**Image-grounded pointing data**
________________________

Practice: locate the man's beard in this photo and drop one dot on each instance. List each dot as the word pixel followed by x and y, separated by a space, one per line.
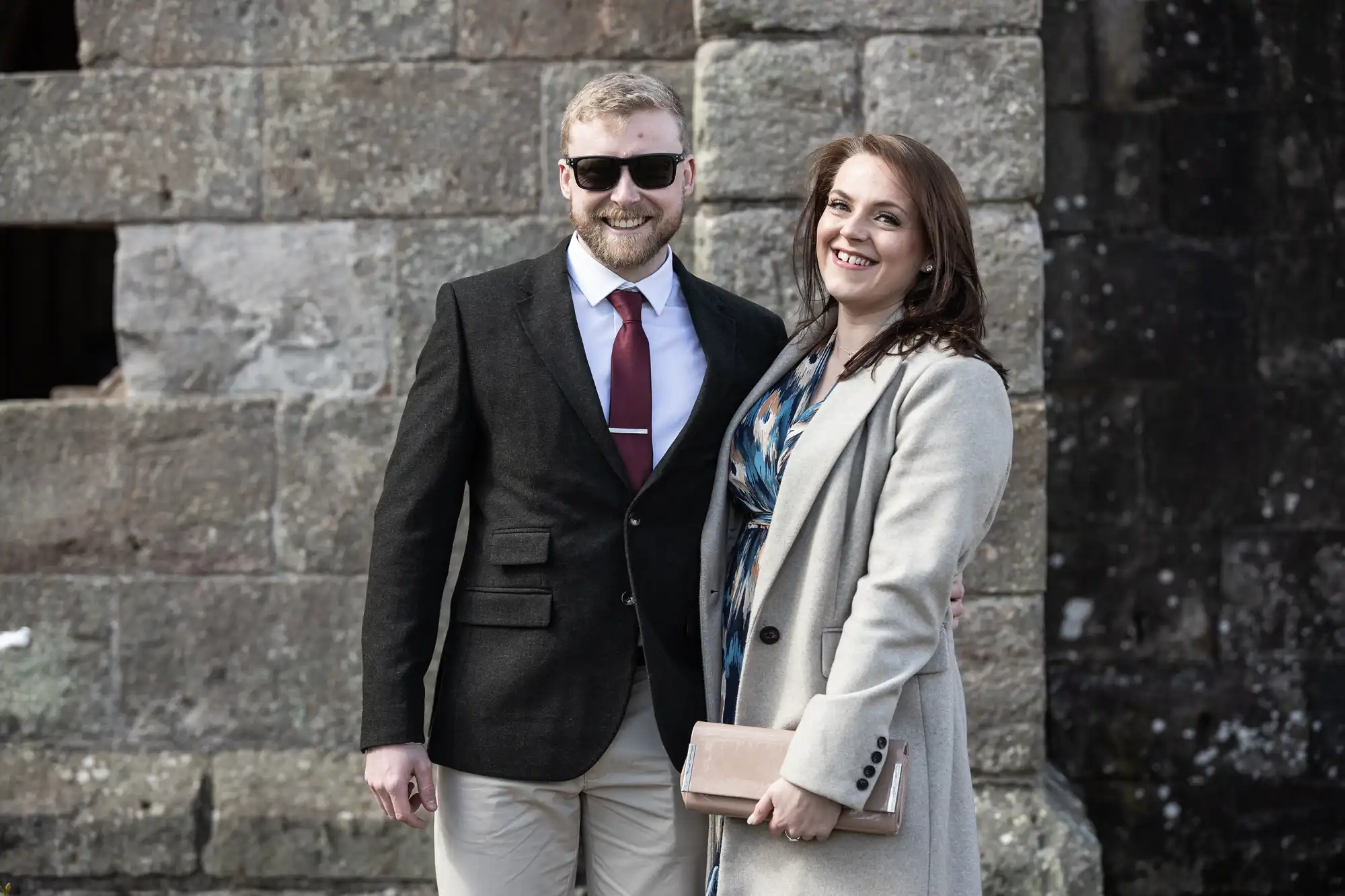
pixel 623 251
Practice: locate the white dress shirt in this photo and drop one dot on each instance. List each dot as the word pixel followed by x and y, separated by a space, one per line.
pixel 677 361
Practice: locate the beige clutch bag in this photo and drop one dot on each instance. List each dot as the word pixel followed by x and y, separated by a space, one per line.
pixel 730 767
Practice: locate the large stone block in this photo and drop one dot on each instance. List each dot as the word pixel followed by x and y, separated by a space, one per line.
pixel 723 18
pixel 60 688
pixel 763 107
pixel 563 80
pixel 182 486
pixel 611 29
pixel 432 253
pixel 241 661
pixel 196 33
pixel 307 814
pixel 747 251
pixel 1009 259
pixel 243 309
pixel 976 101
pixel 1013 556
pixel 401 140
pixel 333 456
pixel 130 146
pixel 87 814
pixel 1000 651
pixel 1036 840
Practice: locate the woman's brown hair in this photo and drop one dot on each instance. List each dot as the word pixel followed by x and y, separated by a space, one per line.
pixel 945 307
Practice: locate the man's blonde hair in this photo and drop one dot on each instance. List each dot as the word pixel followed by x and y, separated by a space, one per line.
pixel 618 97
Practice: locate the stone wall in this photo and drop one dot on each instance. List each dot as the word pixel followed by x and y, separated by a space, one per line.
pixel 290 185
pixel 1196 370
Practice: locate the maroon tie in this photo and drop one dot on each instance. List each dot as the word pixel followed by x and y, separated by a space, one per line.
pixel 631 407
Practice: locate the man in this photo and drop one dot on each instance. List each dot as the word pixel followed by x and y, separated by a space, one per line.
pixel 583 397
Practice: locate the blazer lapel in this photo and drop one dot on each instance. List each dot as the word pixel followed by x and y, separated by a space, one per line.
pixel 816 454
pixel 718 334
pixel 548 318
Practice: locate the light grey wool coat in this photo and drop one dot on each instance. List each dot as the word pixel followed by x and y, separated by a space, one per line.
pixel 884 501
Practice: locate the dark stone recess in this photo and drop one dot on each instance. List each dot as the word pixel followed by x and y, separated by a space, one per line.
pixel 1195 358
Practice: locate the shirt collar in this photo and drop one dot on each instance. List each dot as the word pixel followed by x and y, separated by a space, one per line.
pixel 597 282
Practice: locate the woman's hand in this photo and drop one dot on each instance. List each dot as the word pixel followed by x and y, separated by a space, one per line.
pixel 797 813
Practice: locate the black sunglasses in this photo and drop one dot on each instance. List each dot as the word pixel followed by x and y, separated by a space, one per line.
pixel 653 171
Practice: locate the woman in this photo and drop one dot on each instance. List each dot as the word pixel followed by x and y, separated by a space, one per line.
pixel 866 470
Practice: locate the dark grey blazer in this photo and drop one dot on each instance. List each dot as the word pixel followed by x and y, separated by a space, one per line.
pixel 541 643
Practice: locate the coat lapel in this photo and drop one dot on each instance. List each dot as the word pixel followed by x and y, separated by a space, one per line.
pixel 548 318
pixel 817 452
pixel 718 334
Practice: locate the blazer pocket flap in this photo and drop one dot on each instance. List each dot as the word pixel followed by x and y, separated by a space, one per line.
pixel 939 662
pixel 831 638
pixel 520 546
pixel 509 607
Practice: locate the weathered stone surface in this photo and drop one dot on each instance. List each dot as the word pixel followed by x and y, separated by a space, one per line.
pixel 77 813
pixel 611 29
pixel 241 661
pixel 181 486
pixel 976 101
pixel 1000 653
pixel 130 146
pixel 401 140
pixel 1013 556
pixel 190 33
pixel 747 251
pixel 1036 840
pixel 60 686
pixel 241 309
pixel 333 456
pixel 1143 720
pixel 763 107
pixel 723 18
pixel 1009 259
pixel 1284 598
pixel 307 813
pixel 432 253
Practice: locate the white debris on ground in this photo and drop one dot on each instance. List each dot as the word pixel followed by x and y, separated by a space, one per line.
pixel 18 638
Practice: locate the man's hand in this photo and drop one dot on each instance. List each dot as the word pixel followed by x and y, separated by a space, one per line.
pixel 958 594
pixel 389 772
pixel 797 813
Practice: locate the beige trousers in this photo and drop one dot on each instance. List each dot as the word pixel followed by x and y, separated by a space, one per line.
pixel 497 837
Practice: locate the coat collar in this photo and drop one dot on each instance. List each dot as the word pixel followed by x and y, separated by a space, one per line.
pixel 547 315
pixel 828 436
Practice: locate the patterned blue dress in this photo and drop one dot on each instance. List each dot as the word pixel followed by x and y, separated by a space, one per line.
pixel 762 447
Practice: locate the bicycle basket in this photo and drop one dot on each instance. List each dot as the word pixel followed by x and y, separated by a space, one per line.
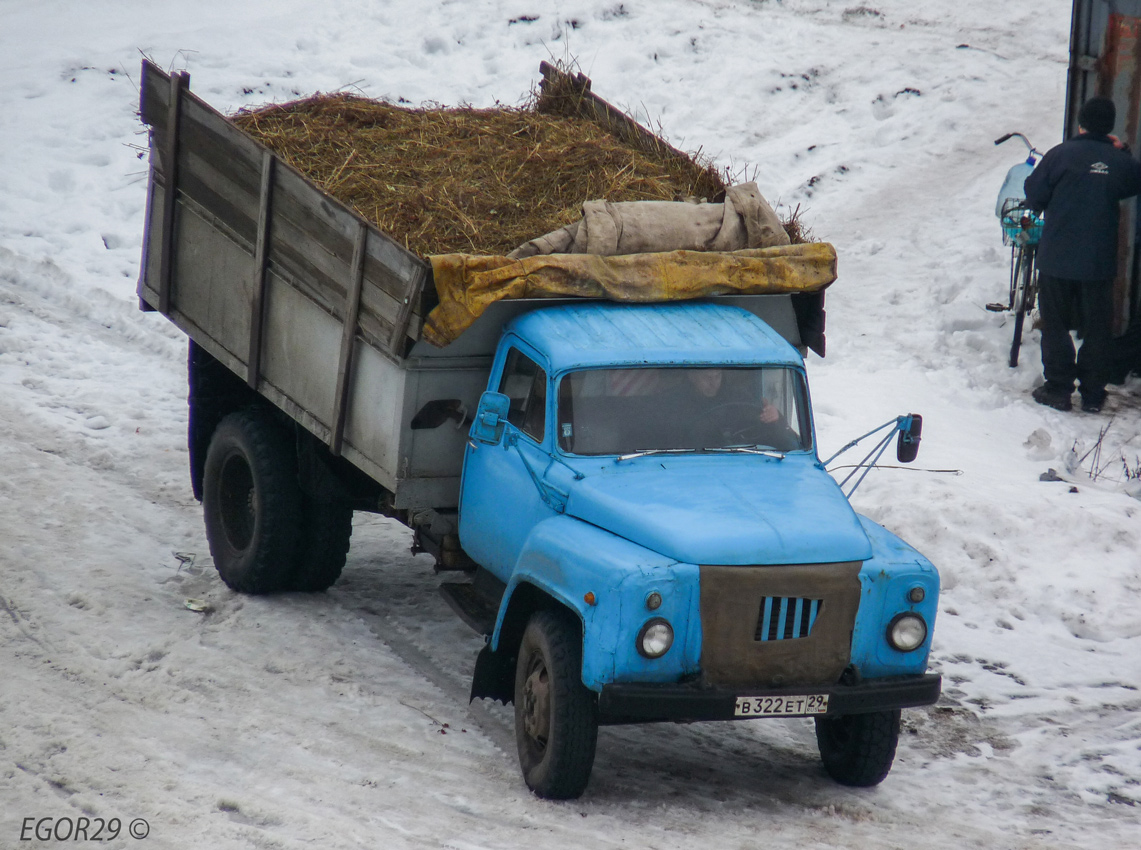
pixel 1020 225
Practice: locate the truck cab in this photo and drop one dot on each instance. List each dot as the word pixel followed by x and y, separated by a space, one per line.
pixel 660 540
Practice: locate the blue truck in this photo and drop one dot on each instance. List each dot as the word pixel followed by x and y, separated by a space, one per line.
pixel 628 498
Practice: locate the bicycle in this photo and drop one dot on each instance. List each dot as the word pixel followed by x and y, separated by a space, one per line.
pixel 1021 228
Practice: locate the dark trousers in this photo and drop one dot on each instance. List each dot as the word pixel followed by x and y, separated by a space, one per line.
pixel 1086 306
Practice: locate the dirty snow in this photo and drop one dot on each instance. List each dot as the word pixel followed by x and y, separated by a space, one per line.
pixel 340 720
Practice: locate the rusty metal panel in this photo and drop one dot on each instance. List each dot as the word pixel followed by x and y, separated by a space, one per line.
pixel 1106 62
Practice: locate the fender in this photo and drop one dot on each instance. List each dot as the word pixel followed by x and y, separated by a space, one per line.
pixel 888 579
pixel 574 563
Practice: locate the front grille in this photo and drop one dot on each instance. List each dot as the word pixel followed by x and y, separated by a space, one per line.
pixel 777 625
pixel 785 618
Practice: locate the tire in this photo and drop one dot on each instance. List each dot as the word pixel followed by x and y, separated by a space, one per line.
pixel 857 750
pixel 251 502
pixel 324 543
pixel 556 715
pixel 1019 321
pixel 1022 297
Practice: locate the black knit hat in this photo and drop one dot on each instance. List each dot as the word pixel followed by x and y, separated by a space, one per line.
pixel 1098 115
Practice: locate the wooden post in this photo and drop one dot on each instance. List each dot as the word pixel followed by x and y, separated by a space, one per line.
pixel 179 83
pixel 260 264
pixel 348 339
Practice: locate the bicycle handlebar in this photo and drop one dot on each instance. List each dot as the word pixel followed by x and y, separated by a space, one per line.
pixel 1026 142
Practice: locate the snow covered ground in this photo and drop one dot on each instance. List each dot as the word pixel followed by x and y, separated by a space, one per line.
pixel 340 720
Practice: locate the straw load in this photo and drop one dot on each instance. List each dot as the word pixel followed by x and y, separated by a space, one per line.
pixel 466 180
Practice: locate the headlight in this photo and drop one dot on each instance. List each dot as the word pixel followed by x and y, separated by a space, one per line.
pixel 655 638
pixel 907 632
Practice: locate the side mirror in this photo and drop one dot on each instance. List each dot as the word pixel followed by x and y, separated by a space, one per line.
pixel 439 411
pixel 907 446
pixel 491 418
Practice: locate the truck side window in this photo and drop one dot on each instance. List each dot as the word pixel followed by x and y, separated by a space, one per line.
pixel 525 383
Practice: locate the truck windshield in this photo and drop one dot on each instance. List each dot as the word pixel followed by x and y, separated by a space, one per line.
pixel 622 411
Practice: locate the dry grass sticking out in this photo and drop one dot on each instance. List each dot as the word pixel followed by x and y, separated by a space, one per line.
pixel 444 180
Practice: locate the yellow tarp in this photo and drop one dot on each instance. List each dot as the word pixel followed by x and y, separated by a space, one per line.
pixel 467 283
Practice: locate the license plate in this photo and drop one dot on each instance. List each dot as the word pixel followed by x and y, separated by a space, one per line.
pixel 782 706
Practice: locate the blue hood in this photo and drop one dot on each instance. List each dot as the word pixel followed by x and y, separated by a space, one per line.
pixel 722 509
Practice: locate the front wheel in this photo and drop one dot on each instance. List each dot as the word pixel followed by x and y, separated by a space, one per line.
pixel 857 750
pixel 556 715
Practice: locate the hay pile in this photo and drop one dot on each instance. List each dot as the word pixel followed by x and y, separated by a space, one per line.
pixel 467 180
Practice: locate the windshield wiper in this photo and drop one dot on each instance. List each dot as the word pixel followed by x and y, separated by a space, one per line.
pixel 644 452
pixel 750 450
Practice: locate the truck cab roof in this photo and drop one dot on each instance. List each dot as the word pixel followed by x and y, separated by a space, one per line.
pixel 611 334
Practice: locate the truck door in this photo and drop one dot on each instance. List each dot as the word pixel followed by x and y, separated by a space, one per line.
pixel 500 496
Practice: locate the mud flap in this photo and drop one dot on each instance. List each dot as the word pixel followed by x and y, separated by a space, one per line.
pixel 494 677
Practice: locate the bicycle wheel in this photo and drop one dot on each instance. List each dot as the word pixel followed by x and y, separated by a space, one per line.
pixel 1021 297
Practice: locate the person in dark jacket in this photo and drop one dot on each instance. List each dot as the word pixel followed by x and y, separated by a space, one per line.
pixel 1079 185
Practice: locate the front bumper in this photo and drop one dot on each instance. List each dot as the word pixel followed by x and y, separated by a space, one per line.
pixel 642 703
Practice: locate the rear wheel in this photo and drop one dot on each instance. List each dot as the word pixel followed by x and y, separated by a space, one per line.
pixel 1022 297
pixel 858 750
pixel 251 502
pixel 324 543
pixel 556 715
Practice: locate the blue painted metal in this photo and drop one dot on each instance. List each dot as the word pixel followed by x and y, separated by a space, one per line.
pixel 609 334
pixel 721 509
pixel 620 531
pixel 567 558
pixel 887 579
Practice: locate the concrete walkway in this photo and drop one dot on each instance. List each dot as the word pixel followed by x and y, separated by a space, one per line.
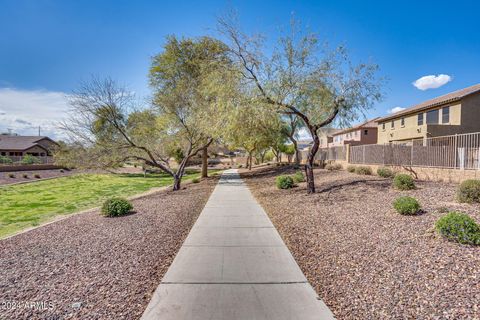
pixel 234 265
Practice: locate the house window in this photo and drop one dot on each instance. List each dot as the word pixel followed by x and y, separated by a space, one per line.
pixel 420 119
pixel 432 116
pixel 446 115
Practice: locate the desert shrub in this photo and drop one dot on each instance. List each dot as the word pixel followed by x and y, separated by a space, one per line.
pixel 116 207
pixel 385 172
pixel 406 205
pixel 469 191
pixel 285 182
pixel 298 177
pixel 333 166
pixel 459 227
pixel 403 181
pixel 5 160
pixel 351 169
pixel 363 170
pixel 29 159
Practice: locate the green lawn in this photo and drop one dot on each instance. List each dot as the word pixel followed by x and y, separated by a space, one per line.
pixel 31 204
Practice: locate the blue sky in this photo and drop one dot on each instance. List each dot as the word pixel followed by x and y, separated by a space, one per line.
pixel 47 47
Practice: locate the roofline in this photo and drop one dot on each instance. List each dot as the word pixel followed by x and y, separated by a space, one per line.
pixel 32 146
pixel 409 112
pixel 432 105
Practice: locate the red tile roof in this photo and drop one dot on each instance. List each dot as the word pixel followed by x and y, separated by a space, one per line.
pixel 372 123
pixel 450 97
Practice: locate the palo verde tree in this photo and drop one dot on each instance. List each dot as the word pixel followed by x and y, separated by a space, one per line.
pixel 299 78
pixel 106 130
pixel 182 78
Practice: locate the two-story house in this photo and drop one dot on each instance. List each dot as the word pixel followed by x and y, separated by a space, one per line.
pixel 364 133
pixel 453 113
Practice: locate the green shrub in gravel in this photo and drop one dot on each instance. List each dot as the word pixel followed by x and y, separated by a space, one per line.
pixel 406 205
pixel 298 177
pixel 116 207
pixel 459 227
pixel 385 172
pixel 363 170
pixel 403 181
pixel 351 169
pixel 469 191
pixel 285 182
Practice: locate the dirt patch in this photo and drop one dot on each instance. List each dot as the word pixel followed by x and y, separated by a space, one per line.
pixel 91 267
pixel 365 260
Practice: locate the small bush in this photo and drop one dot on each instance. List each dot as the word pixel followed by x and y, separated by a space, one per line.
pixel 385 172
pixel 116 207
pixel 333 166
pixel 406 205
pixel 285 182
pixel 363 170
pixel 459 227
pixel 29 159
pixel 351 169
pixel 403 181
pixel 298 177
pixel 5 160
pixel 469 191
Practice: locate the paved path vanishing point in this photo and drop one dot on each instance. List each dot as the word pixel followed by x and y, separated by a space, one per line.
pixel 234 265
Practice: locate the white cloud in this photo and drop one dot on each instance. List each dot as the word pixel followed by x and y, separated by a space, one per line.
pixel 432 81
pixel 25 110
pixel 396 109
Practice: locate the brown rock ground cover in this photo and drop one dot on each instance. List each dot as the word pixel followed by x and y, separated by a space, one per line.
pixel 365 260
pixel 92 267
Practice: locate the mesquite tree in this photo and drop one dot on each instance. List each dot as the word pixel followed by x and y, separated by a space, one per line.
pixel 315 84
pixel 182 77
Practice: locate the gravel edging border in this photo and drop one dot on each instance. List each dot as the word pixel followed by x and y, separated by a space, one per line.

________________________

**EXERCISE GOAL**
In the answer, return exactly the lines from the line containing "Practice: locate the brown" to the end of the records above, and no others.

**RESULT**
Practice: locate the brown rock ground cover in this photo and drop one dot on each instance. List each dot as the word pixel followed by x and y, separated by a space, one per line.
pixel 365 260
pixel 92 267
Practice: locate the mesquite tree in this photo and drop one dot on each instance. List each dot as the word pixel followed by x and y, separated by a space, one per line.
pixel 315 84
pixel 182 77
Practice: locate the gravel edging border in this photo and drop one dot on each instance. List each dot as the word pixel followed by x and y, separated by a space, one per line.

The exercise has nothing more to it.